According to the post on pulling blobs out of Archive Storage, what are the two ways to re-hydrate a blob?

# START OF EXTRACT PROVIDED

Browsed by
Tag: storage

How to pull blobs out of Archive Storage

How to pull blobs out of Archive Storage

So if you’re building a modern application, you definitely have a lot of options for storage of data, whether that be traditional database technologies (SQL, MySQL, etc) or NoSQL (Mongo, Cosmos, etc), or even just blob storage. Of the above options, Blob storage is by far the cheapest, providing a very low cost option for storing data long term.

The best way though to ensure that you get the most value out of blob storage, is to leverage the different tiers to your benefit. By using a tier strategy for your data, you can pay significantly less to store it for the long term. You can find the pricing for azure blob storage here.

Now most people are hesitant to leverage the archive tier because the idea of having to wait for the data to be re hydrated has a tendency to scare them off. But it’s been my experience that most data leveraged for business operations, has a shelf-life, and archiving that data is definitely a viable option. Especially for data that is not accessed often, which I would challenge most people storing blobs to capture data on and see how much older data is accessed. When you compare this need to “wait for retrieval” vs the cost savings of archive, in my experience it tends to really lean towards leveraging archive for data storage.

How do you move data to archive storage

When storing data in azure blob storage, the process of upload a blob is fairly straight forward, and all it takes is setting the access tier to “Archive” to move data to blob storage.

The below code generates a random file and uploads it to blob storage:

var accountClient = new BlobServiceClient(connectionString);

            var containerClient = accountClient.GetBlobContainerClient(containerName);

            // Get a reference to a blob
            BlobClient blobClient = containerClient.GetBlobClient(blobName);

            Console.WriteLine("Uploading to Blob storage as blob:\n\t {0}\n", blobClient.Uri);

            // Open the file and upload its data
            using FileStream uploadFileStream = File.OpenRead(localFilePath);
            var result = blobClient.UploadAsync(uploadFileStream, true);

            result.Wait();

            uploadFileStream.Close();

            Console.WriteLine("Setting Blob to Archive");

            blobClient.SetAccessTier(AccessTier.Archive);

How to re-hydrate a blob in archive storage?

There are two ways of re-hydrating blobs:

  1. Copy the blob to another tier (Hot or Cool)
  2. Set the access tier to Hot or Cool

It really is that simple, and it can be done using the following code:

var accountClient = new BlobServiceClient(connectionString);

            var containerClient = accountClient.GetBlobContainerClient(containerName);

            // Get a reference to a blob
            BlobClient blobClient = containerClient.GetBlobClient(blobName);

blobClient.SetAccessTier(AccessTier.Hot);

After doing the above, it will start the process of re-hydrating the blob automatically. And you need to monitor the properties of the blob which will allow you to see when it has finished hydrating.

# END OF EXTRACT PROVIDED
# START OF STORED DATA

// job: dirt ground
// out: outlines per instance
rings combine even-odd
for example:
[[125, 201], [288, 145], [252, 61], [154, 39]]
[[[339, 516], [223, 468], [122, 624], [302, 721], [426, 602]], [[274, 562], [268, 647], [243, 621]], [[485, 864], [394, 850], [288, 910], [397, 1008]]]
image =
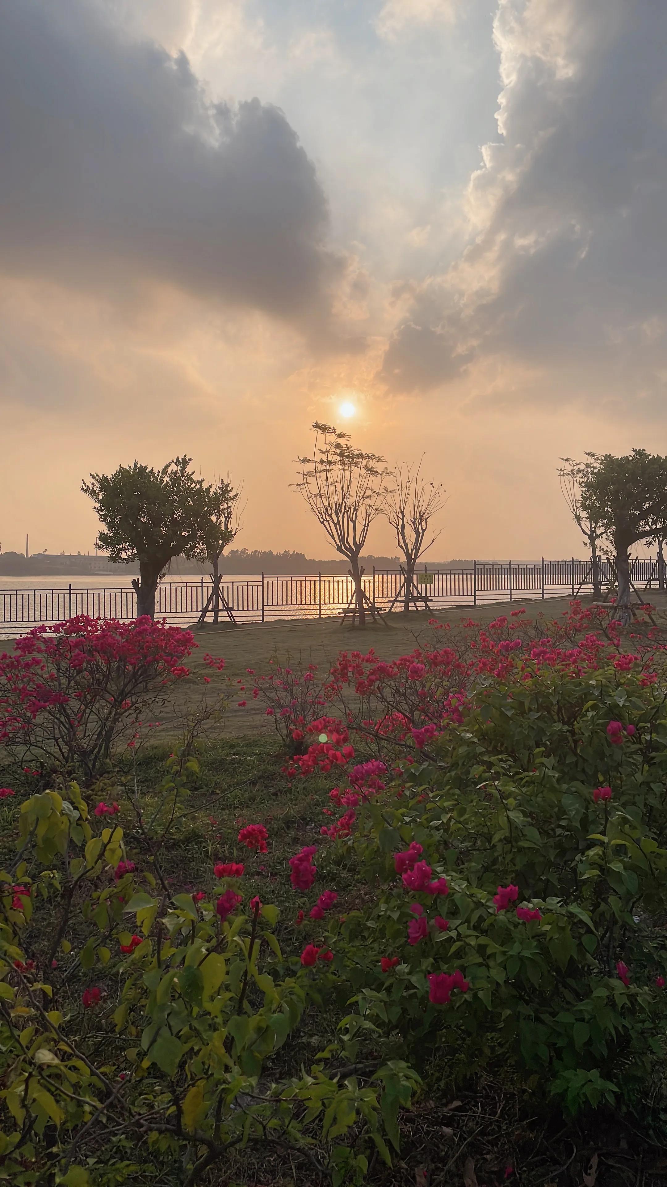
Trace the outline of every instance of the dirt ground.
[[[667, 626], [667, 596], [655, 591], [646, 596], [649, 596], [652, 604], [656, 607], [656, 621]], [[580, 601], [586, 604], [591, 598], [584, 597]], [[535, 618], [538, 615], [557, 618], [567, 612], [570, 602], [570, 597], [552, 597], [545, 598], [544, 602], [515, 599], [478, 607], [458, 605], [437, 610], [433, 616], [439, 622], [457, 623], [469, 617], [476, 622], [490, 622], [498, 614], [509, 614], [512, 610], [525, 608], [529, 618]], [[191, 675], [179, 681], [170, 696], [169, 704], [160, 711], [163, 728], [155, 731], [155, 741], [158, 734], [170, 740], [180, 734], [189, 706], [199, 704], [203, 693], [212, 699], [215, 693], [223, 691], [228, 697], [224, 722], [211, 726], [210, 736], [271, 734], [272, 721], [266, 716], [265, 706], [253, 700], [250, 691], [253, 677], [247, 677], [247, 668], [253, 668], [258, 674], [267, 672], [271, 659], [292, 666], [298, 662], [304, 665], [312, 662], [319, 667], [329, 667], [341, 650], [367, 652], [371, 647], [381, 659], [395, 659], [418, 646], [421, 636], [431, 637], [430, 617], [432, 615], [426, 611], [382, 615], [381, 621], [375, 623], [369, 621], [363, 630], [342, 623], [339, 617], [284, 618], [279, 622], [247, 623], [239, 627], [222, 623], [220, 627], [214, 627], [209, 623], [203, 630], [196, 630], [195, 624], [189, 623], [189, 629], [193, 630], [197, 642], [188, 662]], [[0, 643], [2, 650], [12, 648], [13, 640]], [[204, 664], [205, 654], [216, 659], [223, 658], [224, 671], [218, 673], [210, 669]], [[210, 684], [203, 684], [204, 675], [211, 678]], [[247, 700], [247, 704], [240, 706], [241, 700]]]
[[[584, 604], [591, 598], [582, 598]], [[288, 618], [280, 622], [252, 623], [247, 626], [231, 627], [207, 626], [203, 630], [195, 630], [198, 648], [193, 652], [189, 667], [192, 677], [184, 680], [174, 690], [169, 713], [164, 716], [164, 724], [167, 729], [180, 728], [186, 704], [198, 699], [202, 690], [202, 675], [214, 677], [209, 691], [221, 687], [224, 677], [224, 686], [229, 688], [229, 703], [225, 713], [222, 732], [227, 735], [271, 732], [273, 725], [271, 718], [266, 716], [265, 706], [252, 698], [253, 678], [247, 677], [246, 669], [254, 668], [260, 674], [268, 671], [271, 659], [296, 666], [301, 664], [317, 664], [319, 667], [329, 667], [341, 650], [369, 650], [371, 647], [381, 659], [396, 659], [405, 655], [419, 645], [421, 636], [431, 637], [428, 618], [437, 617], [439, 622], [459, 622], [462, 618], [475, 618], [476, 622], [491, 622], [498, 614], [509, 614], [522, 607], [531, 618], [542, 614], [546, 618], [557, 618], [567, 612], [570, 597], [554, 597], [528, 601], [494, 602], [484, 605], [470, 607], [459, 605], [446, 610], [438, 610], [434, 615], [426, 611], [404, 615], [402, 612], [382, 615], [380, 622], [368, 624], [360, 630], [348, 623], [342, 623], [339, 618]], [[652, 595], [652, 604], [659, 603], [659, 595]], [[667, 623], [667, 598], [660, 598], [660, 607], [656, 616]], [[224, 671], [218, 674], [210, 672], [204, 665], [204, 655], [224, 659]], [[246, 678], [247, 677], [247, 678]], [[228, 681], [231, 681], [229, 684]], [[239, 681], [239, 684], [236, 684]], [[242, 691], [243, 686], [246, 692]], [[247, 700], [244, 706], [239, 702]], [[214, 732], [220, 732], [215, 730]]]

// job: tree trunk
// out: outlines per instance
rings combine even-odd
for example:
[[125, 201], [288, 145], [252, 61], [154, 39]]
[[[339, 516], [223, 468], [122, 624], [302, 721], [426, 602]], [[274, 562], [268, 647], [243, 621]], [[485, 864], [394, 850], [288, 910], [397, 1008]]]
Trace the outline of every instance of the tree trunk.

# END OF STORED DATA
# START OF STORED DATA

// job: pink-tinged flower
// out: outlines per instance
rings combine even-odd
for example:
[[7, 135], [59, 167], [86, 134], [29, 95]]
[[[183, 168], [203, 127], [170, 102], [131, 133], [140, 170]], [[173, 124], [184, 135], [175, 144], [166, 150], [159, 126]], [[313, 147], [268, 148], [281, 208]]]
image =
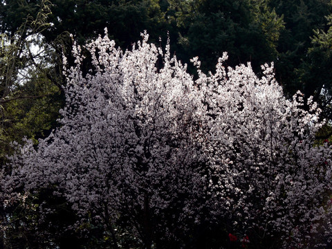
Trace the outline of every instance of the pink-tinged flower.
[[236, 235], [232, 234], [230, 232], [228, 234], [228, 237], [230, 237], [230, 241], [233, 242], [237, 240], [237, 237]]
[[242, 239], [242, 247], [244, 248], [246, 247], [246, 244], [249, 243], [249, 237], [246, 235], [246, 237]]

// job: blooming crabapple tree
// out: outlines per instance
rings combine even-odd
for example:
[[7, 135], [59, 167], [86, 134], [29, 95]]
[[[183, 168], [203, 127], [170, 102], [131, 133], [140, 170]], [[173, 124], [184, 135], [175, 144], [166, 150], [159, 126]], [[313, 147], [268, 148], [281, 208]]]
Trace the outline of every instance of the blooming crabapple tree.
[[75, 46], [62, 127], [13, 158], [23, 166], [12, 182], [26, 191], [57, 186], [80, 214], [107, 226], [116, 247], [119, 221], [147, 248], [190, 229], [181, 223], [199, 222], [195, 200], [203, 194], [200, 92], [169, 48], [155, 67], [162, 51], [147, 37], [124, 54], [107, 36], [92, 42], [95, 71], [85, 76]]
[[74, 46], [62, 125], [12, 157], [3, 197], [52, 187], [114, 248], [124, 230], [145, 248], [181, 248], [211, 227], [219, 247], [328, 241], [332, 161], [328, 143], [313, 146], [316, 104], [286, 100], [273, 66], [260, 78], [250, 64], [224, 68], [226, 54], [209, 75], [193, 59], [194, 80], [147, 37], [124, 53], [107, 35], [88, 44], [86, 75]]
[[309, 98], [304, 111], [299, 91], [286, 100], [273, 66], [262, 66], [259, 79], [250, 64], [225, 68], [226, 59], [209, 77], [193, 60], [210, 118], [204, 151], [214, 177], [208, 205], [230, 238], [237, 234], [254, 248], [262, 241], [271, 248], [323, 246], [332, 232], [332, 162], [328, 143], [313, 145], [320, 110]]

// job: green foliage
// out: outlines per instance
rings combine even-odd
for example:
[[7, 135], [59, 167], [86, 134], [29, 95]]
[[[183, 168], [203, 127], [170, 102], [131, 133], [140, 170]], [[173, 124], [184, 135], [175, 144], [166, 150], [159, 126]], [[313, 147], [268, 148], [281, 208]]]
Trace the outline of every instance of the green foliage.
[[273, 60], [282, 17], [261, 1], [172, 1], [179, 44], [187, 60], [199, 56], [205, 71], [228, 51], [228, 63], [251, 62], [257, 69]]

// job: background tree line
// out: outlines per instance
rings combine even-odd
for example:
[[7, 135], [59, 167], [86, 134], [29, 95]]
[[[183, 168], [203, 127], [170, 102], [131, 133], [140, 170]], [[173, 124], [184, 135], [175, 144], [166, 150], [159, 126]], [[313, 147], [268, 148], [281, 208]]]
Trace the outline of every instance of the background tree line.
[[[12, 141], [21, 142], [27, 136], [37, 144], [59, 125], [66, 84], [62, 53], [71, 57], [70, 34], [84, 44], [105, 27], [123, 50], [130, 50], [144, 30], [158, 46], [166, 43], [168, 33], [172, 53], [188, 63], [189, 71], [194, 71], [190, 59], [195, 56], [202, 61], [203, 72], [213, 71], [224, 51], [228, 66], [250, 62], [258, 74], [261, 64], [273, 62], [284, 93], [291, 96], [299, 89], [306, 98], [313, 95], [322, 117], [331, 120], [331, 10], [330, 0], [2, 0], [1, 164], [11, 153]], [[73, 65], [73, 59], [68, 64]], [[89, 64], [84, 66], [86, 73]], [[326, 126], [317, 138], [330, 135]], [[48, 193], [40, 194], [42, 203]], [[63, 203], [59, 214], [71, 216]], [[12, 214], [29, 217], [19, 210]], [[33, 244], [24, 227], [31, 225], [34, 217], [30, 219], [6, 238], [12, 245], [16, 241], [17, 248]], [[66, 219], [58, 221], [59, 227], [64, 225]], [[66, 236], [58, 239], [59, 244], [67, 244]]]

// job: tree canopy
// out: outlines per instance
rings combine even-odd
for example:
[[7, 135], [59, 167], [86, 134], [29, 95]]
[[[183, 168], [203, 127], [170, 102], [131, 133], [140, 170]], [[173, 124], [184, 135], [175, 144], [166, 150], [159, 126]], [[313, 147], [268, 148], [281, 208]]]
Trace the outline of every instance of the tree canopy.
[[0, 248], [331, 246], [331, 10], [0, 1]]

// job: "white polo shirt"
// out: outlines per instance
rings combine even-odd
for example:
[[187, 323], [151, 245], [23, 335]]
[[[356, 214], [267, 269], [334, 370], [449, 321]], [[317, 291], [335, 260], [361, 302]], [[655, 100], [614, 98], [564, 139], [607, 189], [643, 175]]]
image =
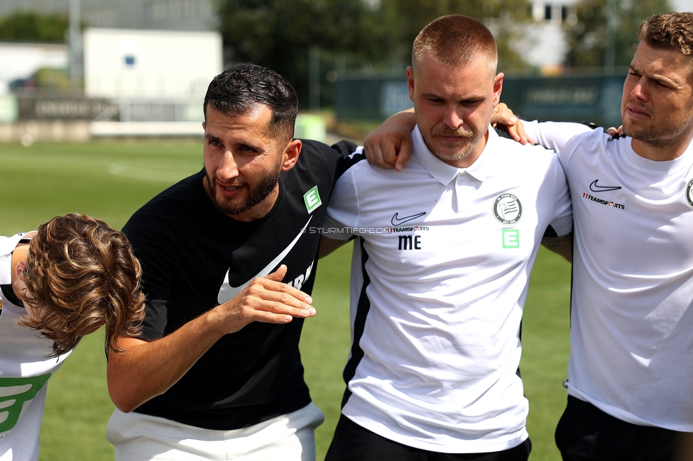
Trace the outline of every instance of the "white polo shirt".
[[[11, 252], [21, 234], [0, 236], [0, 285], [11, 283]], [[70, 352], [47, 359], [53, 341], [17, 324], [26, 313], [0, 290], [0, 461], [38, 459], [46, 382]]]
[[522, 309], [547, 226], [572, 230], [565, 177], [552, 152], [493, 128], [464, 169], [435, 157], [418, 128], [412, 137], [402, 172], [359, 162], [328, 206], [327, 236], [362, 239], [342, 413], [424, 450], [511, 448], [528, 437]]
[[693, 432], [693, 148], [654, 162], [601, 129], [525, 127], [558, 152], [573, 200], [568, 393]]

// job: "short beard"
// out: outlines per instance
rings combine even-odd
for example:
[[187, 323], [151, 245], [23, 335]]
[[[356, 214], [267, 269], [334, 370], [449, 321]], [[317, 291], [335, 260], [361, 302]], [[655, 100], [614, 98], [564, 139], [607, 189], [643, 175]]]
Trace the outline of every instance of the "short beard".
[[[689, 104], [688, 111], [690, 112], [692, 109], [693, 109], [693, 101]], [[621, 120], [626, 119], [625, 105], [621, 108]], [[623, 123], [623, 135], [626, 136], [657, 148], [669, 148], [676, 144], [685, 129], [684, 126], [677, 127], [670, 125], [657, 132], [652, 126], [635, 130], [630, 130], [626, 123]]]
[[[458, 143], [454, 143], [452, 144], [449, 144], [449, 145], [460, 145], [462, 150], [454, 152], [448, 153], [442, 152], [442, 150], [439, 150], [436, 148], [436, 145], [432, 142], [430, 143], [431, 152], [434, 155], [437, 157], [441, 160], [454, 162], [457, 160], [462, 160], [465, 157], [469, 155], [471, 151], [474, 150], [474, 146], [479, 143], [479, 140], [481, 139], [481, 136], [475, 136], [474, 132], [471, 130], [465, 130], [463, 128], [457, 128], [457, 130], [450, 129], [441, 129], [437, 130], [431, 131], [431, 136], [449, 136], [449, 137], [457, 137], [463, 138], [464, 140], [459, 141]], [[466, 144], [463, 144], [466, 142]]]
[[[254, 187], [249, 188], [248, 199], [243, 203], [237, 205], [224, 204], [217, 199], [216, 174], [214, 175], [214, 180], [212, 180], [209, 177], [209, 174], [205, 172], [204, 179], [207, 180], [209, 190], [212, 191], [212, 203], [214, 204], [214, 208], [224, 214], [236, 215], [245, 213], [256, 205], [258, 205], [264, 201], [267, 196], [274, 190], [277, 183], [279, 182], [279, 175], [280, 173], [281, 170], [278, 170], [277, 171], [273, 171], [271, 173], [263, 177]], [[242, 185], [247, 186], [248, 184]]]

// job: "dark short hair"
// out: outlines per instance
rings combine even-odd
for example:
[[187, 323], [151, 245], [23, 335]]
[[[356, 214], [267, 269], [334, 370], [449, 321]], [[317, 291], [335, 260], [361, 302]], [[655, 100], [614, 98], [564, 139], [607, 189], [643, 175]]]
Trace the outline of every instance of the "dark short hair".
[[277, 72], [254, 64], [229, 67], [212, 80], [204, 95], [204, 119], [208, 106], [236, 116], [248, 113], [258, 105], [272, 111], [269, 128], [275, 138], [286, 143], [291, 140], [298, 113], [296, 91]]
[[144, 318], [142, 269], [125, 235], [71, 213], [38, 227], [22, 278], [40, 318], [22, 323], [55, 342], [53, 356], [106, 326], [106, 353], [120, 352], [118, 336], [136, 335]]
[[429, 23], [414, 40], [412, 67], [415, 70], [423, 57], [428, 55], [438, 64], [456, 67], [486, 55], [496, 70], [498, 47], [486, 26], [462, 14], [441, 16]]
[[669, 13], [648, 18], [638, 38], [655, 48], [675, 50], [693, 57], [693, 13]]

# END OF STORED DATA

• [ANSWER TO THE EXERCISE]
Copy the blob to another tier (Hot or Cool), or set its access tier to Hot or Cool.